**Seçilen Metin:**
-------------------------
Yavuz Alogan
Saray yaklaşık dört yıl süren bocalamanın ardından II. Soğuk Savaş’ta safını belirledi. S-400 anlaşmasıyla (2017) başlayan ABD’yi Rusya’yla dengeleme siyaseti sona erdi.
NATO’yla yenilenen ilişkinin dolaysız sonuçlarını yakın gelecekte Karadeniz’de, Kafkaslar’da ve Afganistan’da göreceğiz.
ABD 6. Filo’sunun Ukrayna kıyılarında yapacağı Sea Breeze 2021 Tatbikatı’na (28 Haziran-11 Temmuz) katılacağız; Rusya’ya uygulanan askerî kuşatmanın bir parçası olarak Karadeniz’in bir NATO gölü olması için çalışacağız; Kanal İstanbul projesini başlatarak Montrö Boğazlar Sözleşmesi’nin sorgulanmasına, Romanya ve Bulgaristan gibi kıyıdaş ülkelerin inisiyatifiyle mevcut statünün değiştirilmesine yol açacağız.
Azerbaycan’la savunma endüstrisi alanında yapacağımız işbirliği ve karşılıklı askerî yardım sayesinde NATO’yu Güney Kafkasya’da Rusya’ya yaklaştırmış olacağız (Kremlin Sözcüsü Dimitriy Peskov: “Sınırlarımızın yakınında NATO ittifakı ülkelerinin askerî altyapı kurması özel dikkatimizi gerektiren ve aynı zamanda güvenliğimizi ve çıkarlarımızı korumak için adım atmamızı gerektiren bir konu” Sputnik, 18. 06. 21).
Suyu bulandırmak için Rusya, Türkiye, Azerbaycan, İran, Gürcistan ve Ermenistan arasında bir “altılı platform” kurmaya çalışacağız, Rusya ve İran buna yanaşmayınca “dörtlü” bir platforma razı olacağız. Bu arada I. Soğuk Savaş dönemini hatırlatan bilinçli bir hamasî söylem tutturacağız (Sayın Reis: “Bir daha Kafkasya’ya esaret zincirini kimsenin vuramaması için önümüze çıkan fırsatları değerlendirmeliyiz (…) NATO zirvesinde de işte bunları konuştuk, bunların değerlendirmesini yaptık” Sözcü, 16. 06. 2021.) Rusya’nın esir ettiği Müslümanları ve Türkleri birleştirme muhabbetini ısıtacağız. Geçmişte bunu, önce Alman Nazileriyle 1941’de, daha sonra CIA marifetiyle Ruzi Nazar gibi karakterlerle denemiştik. ABD’nin bize boşluk alanı gibi gösterdiği yerleri doldurmaya çalışacağız. Buraların boşluk alanı olup olmadığını tecrübe ederek öğreneceğiz.
-------------------------
**Verilen Satırlar:**
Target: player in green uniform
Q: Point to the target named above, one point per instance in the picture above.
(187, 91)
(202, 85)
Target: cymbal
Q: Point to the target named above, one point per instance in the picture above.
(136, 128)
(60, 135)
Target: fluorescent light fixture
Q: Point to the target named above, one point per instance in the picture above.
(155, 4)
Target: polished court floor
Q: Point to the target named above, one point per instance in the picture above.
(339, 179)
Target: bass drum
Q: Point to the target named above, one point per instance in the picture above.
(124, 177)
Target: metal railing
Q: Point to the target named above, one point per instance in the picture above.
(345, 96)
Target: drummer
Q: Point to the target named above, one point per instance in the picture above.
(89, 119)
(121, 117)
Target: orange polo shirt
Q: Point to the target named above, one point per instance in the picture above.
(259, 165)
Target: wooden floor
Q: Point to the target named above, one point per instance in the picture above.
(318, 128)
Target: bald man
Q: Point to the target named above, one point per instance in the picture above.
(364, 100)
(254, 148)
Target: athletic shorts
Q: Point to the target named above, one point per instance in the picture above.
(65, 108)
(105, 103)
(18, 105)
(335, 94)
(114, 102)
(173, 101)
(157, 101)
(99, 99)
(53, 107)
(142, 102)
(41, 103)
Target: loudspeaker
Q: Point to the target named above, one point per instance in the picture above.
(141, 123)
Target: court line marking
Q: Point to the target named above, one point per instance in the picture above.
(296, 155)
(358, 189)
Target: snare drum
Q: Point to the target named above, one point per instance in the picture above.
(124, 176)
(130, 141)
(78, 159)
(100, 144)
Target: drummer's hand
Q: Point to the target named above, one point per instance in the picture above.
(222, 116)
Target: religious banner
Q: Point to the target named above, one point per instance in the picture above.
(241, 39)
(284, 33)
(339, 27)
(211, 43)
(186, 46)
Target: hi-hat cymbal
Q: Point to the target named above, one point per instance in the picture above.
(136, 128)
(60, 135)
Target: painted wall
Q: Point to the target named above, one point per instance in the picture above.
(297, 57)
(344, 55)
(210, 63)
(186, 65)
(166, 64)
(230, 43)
-------------------------
**Yapılacak Görevler:**
1. Seçilen metne göre "altılı platform" fikrinin yerini neden "dörtlü" bir platformun alacağını bir iki cümleyle açıklayın.
2. Seçilen metinde "ABD 6. Filo’sunun" sözleriyle açılıp "değiştirilmesine yol açacağız." sözleriyle kapanan bölümü hiçbir değişiklik yapmadan yazın.

**Problemlerin Cevapları:**
1. Metne göre Rusya, Türkiye, Azerbaycan, İran, Gürcistan ve Ermenistan arasında kurulmak istenen altılı platforma Rusya ile İran yanaşmayacaktır. Bu yüzden dörtlü bir platforma razı olunacaktır.

2.
ABD 6. Filo’sunun Ukrayna kıyılarında yapacağı Sea Breeze 2021 Tatbikatı’na (28 Haziran-11 Temmuz) katılacağız; Rusya’ya uygulanan askerî kuşatmanın bir parçası olarak Karadeniz’in bir NATO gölü olması için çalışacağız; Kanal İstanbul projesini başlatarak Montrö Boğazlar Sözleşmesi’nin sorgulanmasına, Romanya ve Bulgaristan gibi kıyıdaş ülkelerin inisiyatifiyle mevcut statünün değiştirilmesine yol açacağız.